» WORK TO BE COMPLETED
Copy the material below word for word, starting at the line that contains "In the photo above, where can the tree" and continuing through the end of the material. Leave the pictures out of your copy.

» Excerpts of pointing data
▽
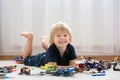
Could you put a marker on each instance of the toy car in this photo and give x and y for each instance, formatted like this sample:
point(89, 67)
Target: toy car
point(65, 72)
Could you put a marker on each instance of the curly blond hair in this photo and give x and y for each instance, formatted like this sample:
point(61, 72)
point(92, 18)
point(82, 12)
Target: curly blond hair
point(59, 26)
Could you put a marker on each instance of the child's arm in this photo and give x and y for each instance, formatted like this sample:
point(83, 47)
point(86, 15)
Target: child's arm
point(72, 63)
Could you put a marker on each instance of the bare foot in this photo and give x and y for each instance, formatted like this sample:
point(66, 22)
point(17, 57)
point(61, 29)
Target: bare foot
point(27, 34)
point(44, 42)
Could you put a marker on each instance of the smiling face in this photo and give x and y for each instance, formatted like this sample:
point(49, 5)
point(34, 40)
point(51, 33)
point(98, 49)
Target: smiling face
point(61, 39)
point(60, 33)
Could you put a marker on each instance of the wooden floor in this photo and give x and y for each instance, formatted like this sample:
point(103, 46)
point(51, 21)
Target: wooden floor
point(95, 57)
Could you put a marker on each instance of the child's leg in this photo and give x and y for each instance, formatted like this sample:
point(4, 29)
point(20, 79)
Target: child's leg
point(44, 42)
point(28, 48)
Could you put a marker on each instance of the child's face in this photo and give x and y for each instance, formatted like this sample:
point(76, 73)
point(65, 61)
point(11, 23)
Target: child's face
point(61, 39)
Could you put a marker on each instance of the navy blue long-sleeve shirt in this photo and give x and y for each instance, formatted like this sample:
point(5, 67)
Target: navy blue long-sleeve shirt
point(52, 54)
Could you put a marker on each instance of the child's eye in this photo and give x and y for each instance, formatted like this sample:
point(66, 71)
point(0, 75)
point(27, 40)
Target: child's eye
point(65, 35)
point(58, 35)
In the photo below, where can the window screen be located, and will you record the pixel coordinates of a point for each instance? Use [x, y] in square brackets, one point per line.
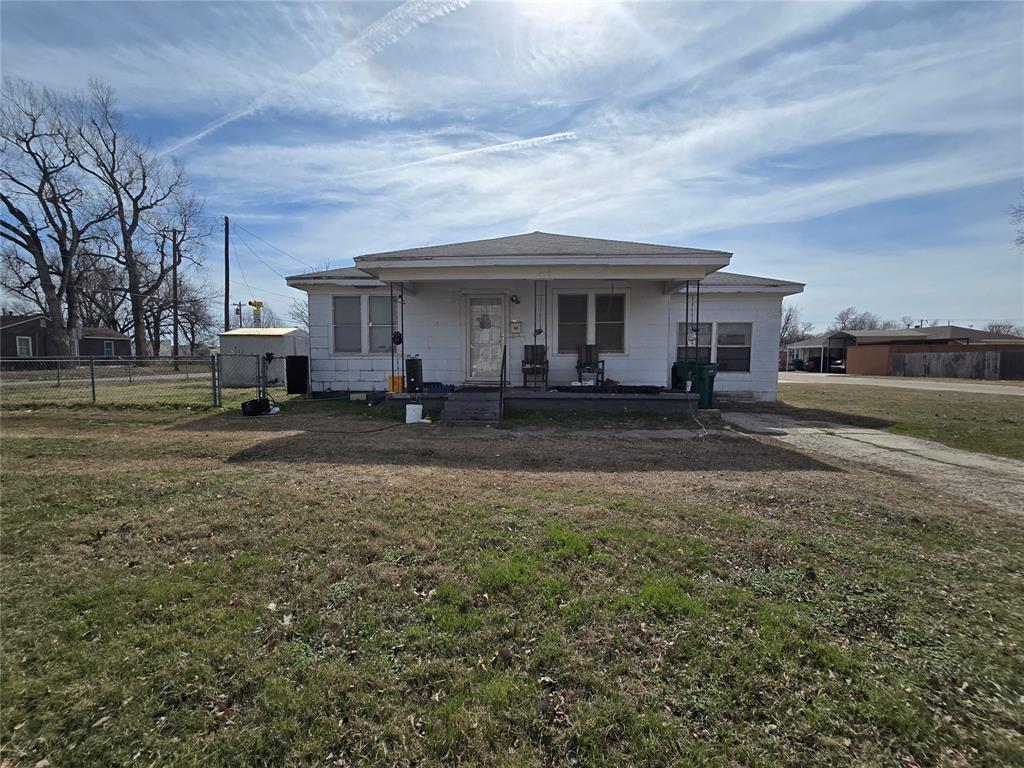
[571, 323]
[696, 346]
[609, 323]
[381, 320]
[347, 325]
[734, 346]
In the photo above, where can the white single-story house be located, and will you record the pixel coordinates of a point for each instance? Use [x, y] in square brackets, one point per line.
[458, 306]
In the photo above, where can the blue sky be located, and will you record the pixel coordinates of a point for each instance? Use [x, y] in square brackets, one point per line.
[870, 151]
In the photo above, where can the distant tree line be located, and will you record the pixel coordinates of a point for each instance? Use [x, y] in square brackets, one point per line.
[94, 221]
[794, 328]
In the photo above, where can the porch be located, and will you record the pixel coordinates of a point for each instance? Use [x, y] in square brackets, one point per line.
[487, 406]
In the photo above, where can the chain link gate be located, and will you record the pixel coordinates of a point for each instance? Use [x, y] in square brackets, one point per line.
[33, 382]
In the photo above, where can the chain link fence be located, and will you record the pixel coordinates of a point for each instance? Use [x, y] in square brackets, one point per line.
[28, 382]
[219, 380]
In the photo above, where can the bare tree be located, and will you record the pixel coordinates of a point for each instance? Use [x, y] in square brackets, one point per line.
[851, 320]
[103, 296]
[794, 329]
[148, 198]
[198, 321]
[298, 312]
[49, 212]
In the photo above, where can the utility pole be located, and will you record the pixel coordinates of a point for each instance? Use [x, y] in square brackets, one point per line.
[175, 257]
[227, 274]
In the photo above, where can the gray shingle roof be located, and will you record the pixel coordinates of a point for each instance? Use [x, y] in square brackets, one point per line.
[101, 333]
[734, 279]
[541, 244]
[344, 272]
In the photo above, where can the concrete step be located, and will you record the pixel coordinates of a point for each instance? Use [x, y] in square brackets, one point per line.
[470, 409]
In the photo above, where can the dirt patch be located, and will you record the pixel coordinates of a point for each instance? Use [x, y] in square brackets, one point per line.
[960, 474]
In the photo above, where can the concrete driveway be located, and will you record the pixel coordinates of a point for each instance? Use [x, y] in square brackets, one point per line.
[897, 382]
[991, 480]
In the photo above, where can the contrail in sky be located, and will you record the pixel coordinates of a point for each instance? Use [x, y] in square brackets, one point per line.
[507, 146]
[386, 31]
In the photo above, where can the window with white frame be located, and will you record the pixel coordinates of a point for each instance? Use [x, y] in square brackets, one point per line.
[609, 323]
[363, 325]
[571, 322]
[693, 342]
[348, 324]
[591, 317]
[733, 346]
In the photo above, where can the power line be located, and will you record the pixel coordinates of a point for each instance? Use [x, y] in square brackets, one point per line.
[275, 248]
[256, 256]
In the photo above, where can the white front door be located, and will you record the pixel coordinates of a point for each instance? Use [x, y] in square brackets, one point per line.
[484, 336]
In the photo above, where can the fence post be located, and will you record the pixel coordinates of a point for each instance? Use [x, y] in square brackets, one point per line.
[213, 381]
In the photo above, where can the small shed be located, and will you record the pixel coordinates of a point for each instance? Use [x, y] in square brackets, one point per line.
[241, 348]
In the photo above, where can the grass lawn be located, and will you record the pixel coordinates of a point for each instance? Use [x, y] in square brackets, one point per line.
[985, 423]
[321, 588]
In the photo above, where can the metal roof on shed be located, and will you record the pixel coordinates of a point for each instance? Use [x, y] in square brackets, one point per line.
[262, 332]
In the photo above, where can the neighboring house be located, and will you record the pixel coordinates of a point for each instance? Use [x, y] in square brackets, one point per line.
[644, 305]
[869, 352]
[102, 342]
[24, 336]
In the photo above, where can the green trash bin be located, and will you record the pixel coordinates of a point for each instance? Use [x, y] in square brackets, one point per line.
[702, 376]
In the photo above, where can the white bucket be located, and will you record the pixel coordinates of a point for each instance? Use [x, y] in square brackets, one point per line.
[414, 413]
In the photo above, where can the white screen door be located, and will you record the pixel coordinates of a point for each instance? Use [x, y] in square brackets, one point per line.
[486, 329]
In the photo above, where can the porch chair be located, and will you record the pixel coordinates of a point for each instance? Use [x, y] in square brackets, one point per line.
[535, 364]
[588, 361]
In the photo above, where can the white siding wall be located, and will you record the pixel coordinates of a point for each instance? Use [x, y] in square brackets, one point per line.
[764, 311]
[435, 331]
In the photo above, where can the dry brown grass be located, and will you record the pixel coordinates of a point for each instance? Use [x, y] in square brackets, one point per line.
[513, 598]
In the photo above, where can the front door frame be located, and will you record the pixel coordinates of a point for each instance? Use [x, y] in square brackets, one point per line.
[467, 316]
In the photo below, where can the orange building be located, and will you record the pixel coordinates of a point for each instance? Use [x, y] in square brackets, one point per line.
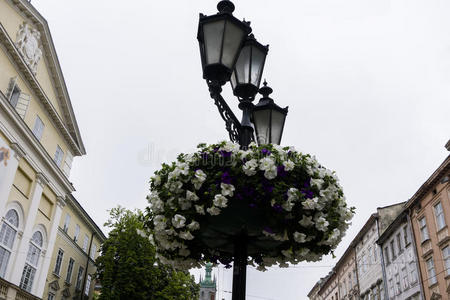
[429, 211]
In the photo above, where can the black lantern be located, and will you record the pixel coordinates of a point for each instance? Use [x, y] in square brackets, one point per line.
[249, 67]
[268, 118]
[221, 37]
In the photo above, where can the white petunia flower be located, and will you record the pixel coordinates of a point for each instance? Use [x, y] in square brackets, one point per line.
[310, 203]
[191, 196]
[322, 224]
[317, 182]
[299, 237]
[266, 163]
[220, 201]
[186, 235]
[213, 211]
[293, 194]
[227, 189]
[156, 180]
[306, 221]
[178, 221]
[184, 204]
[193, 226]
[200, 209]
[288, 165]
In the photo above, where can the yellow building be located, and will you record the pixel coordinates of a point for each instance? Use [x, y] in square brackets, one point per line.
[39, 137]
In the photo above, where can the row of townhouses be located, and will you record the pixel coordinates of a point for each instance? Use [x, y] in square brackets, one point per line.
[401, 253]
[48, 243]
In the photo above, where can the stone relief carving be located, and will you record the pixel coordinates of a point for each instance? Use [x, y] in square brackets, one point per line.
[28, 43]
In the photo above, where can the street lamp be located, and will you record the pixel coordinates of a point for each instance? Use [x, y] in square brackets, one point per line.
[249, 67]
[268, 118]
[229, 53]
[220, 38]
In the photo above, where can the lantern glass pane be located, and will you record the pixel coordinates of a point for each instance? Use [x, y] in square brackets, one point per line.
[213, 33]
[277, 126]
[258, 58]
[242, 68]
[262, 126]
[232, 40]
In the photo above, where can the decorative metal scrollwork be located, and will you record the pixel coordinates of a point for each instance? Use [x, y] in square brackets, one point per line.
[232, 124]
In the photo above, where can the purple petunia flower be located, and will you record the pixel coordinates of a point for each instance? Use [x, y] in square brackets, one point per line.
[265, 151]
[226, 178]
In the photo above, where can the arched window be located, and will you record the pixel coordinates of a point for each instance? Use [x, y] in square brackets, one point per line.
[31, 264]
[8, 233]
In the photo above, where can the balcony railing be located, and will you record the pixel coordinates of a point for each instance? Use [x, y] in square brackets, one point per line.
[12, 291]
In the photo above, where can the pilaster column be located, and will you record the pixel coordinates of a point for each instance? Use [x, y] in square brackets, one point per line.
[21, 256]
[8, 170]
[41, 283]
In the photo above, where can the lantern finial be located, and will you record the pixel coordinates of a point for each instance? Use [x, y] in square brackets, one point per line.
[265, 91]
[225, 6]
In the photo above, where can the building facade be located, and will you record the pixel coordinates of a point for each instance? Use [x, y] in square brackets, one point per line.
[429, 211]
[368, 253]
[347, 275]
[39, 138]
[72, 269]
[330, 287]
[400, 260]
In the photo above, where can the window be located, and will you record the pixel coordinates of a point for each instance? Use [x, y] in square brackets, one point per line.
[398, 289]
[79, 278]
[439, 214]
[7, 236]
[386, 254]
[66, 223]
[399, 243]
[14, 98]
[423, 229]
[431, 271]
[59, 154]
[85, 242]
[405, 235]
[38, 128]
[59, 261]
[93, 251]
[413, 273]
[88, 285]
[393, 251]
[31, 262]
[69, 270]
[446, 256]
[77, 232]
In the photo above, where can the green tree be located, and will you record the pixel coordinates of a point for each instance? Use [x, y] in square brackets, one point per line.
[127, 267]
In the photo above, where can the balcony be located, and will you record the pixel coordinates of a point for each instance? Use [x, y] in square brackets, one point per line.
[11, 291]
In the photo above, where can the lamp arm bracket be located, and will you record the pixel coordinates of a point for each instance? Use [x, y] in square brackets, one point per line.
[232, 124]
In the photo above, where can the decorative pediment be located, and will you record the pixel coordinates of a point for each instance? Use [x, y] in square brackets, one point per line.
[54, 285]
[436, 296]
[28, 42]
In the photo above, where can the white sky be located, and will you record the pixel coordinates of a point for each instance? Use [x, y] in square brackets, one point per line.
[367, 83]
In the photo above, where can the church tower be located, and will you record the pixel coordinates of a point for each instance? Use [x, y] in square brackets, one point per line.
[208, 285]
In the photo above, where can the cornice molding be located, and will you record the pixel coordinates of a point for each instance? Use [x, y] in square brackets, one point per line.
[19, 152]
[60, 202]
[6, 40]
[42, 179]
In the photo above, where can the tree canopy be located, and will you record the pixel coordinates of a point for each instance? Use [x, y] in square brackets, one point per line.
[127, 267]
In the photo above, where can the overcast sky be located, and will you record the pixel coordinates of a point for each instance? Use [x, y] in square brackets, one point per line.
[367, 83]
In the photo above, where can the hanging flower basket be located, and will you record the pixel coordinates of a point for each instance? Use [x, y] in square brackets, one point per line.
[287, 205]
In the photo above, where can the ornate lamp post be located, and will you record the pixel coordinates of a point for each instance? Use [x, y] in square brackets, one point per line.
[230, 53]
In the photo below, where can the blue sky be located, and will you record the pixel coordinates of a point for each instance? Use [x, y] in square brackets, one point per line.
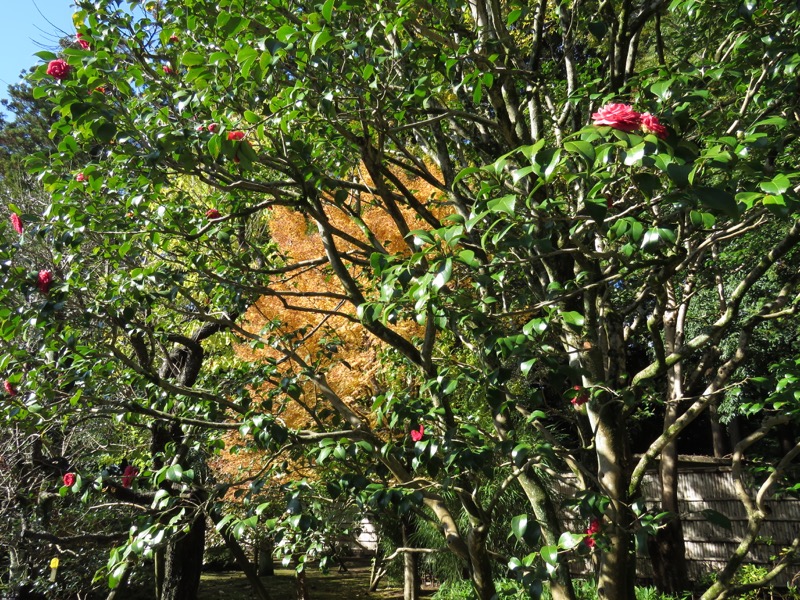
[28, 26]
△
» COMPLETE OUTPUT
In the photo above, where can the tree canopy be located, and will you record the pixel coordinates of a point for each instance? Use [x, y] in square brackets, one point per line.
[127, 267]
In the photo above, where can the overcast sky be located, and will you record the pixel coordinates of a point for each instance? Use [x, y] in square brackets, one point per line.
[367, 83]
In the photo above, where can the hanging flower basket be located, and will you record the pixel coordinates of a point for each instance? Use [x, y] in square brackets, one point per line.
[287, 205]
In the photo above, where can the ornate lamp post be located, and will you record the pixel coordinates of a point for each instance? Use [x, y] in square brackets, one point per line.
[230, 53]
In the photo below, where can the blue sky be located, and will you record the pixel coordinates of a point for each instance? Use [x, y] in square brackets, one point per line.
[28, 26]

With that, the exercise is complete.